[Task prompt]
Below are lines of data; restate word for word those running from the line containing "Task: indicate the concrete wall" to the line containing "Task: indicate the grimy", inclusive, and no others.

╔══

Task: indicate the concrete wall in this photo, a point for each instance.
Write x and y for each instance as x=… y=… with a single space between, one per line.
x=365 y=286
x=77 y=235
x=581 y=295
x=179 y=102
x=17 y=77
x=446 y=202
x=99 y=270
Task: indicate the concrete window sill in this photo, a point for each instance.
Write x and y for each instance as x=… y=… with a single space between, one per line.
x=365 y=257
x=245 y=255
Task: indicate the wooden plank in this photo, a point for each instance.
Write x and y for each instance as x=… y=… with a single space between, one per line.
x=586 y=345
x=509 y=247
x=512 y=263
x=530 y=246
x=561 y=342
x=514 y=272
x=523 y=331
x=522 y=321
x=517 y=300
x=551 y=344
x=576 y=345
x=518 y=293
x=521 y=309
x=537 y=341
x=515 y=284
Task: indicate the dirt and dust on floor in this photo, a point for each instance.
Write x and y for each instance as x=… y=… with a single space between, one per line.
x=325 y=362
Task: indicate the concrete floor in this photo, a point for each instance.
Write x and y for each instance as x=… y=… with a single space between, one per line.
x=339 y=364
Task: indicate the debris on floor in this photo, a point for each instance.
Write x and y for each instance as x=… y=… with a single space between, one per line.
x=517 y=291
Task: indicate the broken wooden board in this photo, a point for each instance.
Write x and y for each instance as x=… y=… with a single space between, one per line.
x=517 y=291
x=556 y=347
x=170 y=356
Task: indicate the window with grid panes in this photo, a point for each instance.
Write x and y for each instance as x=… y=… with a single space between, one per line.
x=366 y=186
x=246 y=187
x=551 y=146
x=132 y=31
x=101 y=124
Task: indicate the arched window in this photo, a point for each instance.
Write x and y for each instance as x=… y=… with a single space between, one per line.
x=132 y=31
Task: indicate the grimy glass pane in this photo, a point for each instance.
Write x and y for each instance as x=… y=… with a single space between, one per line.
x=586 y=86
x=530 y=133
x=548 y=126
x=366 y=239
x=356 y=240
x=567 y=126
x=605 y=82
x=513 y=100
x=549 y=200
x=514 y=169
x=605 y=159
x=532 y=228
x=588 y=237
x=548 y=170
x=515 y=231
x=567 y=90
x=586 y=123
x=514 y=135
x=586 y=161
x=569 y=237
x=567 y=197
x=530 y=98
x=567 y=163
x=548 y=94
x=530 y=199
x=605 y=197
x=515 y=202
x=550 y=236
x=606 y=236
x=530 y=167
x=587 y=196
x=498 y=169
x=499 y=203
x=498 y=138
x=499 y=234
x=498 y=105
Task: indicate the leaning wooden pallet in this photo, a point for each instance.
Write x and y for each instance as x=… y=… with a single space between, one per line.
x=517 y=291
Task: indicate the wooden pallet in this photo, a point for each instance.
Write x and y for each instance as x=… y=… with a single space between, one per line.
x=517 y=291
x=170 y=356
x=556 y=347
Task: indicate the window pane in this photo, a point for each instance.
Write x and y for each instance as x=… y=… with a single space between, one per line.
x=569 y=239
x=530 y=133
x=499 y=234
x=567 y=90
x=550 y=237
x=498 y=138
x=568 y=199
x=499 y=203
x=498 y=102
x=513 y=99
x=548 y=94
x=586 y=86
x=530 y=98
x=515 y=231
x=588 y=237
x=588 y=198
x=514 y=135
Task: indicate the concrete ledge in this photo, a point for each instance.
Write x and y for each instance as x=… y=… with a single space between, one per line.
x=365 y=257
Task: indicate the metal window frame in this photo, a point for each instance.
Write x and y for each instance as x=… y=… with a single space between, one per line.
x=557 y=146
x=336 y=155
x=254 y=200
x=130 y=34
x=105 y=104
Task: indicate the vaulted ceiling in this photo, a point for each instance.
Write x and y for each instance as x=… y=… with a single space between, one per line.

╚══
╔══

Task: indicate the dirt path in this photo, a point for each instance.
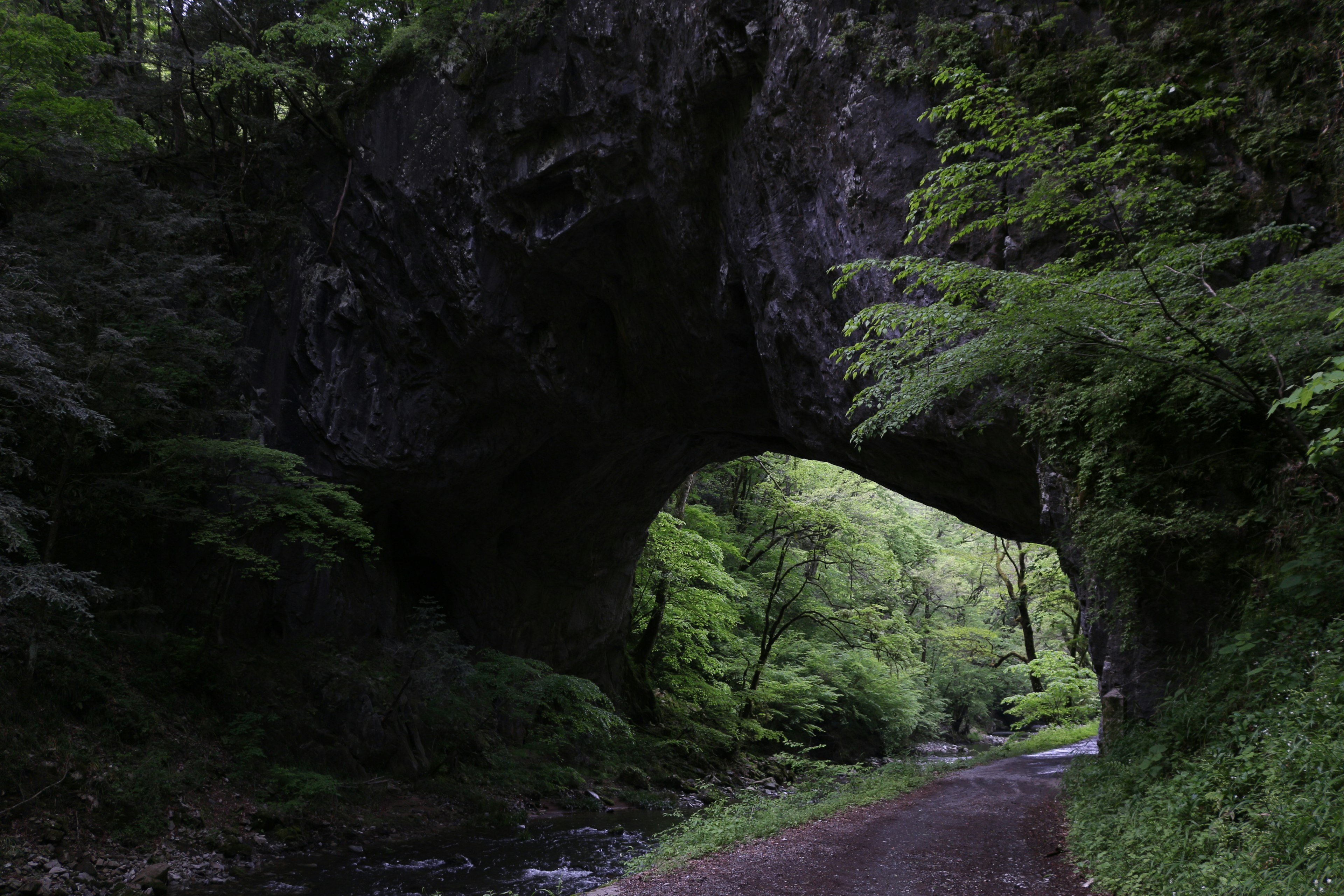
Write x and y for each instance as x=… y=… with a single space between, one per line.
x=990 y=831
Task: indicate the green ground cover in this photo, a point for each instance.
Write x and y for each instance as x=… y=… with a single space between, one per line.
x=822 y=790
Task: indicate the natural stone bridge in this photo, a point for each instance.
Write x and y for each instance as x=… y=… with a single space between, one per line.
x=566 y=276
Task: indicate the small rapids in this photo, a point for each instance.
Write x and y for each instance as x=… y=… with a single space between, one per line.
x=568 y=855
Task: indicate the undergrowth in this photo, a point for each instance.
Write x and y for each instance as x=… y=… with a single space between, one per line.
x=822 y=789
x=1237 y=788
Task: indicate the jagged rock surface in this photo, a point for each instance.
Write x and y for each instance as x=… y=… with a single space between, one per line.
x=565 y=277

╚══

[Answer space]
Task: indicate the concrete wall in this photo, a point for each instance.
Write x and y for each instance as x=… y=… with a single space between, one per line.
x=365 y=286
x=77 y=235
x=581 y=295
x=179 y=102
x=17 y=77
x=446 y=202
x=99 y=270
Task: indicate the concrete window sill in this photo, a point for each instance.
Write x and y for each instance as x=… y=… with a single space between, one per line.
x=365 y=257
x=245 y=255
Task: indicate the wooden plank in this photo, a point for each instance.
Write x and y for each instance as x=… y=… with a single space between, one per line.
x=586 y=345
x=509 y=247
x=512 y=263
x=530 y=246
x=561 y=342
x=514 y=272
x=523 y=331
x=522 y=321
x=517 y=300
x=551 y=344
x=576 y=345
x=518 y=293
x=521 y=309
x=537 y=341
x=515 y=284
Task: indicate the dirt and dust on floor in this photo, a point for each instance.
Write x and y for each instance as x=… y=… with a single space between, one per line.
x=325 y=362
Task: indicate the concrete floor in this photo, a point for each instance.
Write x and y for each instance as x=… y=… with a single space between, one per line.
x=339 y=364
Task: indicate the debris on floor in this photo, a point for each instance.
Write x and y for each instance as x=… y=… with a single space between, one per line.
x=517 y=291
Task: indicate the broken wooden board in this photo, a point for each instance.
Write x and y for each instance as x=… y=… with a single space between, one per line.
x=517 y=291
x=556 y=347
x=170 y=356
Task: indicate the window with grid panes in this photo, a point for each instance.
Write x and y for each instance as x=… y=… with a single space between, one per line.
x=366 y=186
x=246 y=187
x=551 y=146
x=132 y=31
x=101 y=124
Task: indicate the arched window in this photo, a point for each instance.
Write x and y for each instance as x=… y=… with a single space between, one per line.
x=132 y=31
Task: indicate the grimy glass pane in this photo, a point for each instance.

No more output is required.